Take the line that contains "pixel 400 151." as the first line and the last line of the material below as the final one; reproduce exactly the lines between, inclusive.

==== DATA LINES

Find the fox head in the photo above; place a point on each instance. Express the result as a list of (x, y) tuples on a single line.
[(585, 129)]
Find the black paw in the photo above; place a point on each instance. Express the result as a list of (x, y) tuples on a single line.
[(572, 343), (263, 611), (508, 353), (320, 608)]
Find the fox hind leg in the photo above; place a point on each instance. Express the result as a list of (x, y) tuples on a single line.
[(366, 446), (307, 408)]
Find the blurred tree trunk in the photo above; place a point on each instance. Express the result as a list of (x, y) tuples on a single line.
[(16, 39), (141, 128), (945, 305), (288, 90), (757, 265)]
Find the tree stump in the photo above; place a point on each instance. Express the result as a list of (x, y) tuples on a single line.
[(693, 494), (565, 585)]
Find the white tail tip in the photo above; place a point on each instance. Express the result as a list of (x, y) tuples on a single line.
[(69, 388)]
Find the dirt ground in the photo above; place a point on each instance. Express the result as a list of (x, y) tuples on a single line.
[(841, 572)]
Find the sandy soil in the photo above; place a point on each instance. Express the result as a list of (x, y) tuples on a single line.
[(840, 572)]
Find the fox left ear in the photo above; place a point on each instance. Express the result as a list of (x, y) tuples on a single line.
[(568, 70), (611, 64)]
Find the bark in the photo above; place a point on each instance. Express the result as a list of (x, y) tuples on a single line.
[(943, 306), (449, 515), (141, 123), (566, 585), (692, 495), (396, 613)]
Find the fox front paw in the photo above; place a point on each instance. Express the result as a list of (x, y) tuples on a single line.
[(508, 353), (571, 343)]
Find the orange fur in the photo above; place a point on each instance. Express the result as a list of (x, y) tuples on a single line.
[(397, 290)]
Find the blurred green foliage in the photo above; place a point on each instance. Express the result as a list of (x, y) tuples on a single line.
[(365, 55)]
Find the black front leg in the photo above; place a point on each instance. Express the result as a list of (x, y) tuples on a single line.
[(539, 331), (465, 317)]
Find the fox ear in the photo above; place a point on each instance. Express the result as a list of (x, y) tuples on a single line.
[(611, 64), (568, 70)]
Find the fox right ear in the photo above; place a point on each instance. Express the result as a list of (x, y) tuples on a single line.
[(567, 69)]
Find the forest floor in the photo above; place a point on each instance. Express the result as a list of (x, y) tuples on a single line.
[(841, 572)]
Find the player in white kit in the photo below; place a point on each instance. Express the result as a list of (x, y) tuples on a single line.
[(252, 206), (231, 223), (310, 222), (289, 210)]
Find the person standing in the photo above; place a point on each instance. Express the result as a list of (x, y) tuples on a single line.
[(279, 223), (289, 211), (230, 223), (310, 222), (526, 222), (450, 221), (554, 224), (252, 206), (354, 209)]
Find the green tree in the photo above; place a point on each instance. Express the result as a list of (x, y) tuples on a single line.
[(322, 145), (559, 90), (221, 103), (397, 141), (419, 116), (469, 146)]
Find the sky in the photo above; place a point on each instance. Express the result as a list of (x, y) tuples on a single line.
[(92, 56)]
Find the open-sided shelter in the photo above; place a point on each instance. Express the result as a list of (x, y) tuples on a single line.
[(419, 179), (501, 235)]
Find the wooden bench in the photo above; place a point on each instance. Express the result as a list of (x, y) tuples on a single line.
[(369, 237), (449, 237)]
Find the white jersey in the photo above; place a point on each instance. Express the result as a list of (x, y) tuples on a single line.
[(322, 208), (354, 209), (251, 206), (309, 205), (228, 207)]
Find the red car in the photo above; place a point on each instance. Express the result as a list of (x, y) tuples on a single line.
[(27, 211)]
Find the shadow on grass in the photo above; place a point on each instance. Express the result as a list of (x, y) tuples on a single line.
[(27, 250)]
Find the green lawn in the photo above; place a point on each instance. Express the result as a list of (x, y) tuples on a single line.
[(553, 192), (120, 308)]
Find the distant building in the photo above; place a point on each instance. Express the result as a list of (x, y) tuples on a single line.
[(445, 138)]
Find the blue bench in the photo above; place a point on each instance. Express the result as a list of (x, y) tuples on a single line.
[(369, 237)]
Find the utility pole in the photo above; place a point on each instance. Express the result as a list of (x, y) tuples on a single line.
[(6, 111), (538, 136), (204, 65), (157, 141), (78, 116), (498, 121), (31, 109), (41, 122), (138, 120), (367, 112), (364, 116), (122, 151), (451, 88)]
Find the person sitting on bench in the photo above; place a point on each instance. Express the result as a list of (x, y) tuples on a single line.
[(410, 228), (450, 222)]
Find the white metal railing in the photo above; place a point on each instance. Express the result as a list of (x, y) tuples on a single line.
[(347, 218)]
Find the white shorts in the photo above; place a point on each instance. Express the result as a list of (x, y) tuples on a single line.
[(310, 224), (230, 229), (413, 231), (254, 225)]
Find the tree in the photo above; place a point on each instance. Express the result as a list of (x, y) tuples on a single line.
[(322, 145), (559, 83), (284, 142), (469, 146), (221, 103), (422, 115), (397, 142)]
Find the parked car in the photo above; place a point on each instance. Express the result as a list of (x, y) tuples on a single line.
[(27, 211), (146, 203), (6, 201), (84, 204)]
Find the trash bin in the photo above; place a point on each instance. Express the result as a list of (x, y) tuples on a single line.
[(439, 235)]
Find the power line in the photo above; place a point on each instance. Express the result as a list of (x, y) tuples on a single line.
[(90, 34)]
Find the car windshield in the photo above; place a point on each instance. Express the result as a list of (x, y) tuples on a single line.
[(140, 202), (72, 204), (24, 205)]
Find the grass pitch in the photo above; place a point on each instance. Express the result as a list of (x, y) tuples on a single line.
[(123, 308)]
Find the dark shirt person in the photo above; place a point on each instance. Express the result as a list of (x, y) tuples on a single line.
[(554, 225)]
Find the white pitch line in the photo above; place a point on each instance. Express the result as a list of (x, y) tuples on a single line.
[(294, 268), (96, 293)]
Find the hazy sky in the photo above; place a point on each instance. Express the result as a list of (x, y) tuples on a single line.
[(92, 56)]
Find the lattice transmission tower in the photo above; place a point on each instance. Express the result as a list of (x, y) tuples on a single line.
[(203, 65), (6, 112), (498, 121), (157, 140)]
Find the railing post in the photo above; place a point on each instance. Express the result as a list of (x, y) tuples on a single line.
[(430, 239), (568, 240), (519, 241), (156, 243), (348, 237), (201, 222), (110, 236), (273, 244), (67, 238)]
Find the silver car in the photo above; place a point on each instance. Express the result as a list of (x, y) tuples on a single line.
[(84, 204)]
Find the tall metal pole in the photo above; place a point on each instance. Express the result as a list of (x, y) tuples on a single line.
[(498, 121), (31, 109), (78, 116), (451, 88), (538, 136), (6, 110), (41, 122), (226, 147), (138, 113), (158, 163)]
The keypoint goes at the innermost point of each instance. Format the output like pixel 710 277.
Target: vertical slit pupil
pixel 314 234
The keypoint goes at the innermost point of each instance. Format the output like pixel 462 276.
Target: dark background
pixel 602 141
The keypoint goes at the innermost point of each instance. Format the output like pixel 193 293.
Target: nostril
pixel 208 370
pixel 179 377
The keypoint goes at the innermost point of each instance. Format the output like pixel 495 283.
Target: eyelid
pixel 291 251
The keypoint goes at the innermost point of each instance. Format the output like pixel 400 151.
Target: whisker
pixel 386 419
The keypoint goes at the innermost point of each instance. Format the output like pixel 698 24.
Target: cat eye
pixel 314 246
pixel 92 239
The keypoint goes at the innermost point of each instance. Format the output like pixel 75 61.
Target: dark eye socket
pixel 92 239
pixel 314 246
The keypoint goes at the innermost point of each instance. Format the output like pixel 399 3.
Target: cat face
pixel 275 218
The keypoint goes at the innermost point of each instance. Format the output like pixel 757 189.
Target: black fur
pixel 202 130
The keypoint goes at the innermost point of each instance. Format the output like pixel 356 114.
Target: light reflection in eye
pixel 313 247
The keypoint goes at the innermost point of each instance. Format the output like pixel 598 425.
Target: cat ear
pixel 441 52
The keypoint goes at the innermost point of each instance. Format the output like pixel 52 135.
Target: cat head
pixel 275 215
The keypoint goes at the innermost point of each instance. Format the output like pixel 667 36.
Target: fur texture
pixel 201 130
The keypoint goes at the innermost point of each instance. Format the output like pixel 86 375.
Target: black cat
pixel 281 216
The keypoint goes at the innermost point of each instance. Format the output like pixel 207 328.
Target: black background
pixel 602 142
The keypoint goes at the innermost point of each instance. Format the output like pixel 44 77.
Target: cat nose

========

> [ANSWER TO THIS TASK]
The keypoint goes at the innermost point of each instance. Format the output like pixel 400 151.
Target: whisker
pixel 386 419
The keypoint goes at the innermost point of each instance. Format the output like pixel 698 24.
Target: cat eye
pixel 314 246
pixel 92 239
The keypoint goes at the innermost point of each instance. Format the output like pixel 75 61.
Target: dark eye socket
pixel 92 239
pixel 314 246
The keypoint goes at the innermost point of each instance. Format the output like pixel 399 3.
Target: cat face
pixel 275 218
The keypoint goes at the innermost point of each instance. Format the output like pixel 757 189.
Target: black fur
pixel 202 130
The keypoint goes at the innermost point of each instance. Format the output like pixel 356 114.
Target: light reflection in eye
pixel 313 247
The keypoint goes at the innermost point of each instance. Format the output like pixel 598 425.
Target: cat ear
pixel 441 52
The keypoint goes at the innermost point of each instance. Format the output like pixel 52 135.
Target: cat head
pixel 275 215
The keypoint goes at the innermost point of each instance. Format the output like pixel 667 36.
Target: fur texture
pixel 201 130
The keypoint goes at the innermost point of each instance. Format the output like pixel 86 375.
Target: black cat
pixel 281 216
The keypoint goes at the innermost point of each instance. Format the output like pixel 207 328.
Target: black background
pixel 602 142
The keypoint goes at the innermost point of each instance. Format the output like pixel 44 77.
Target: cat nose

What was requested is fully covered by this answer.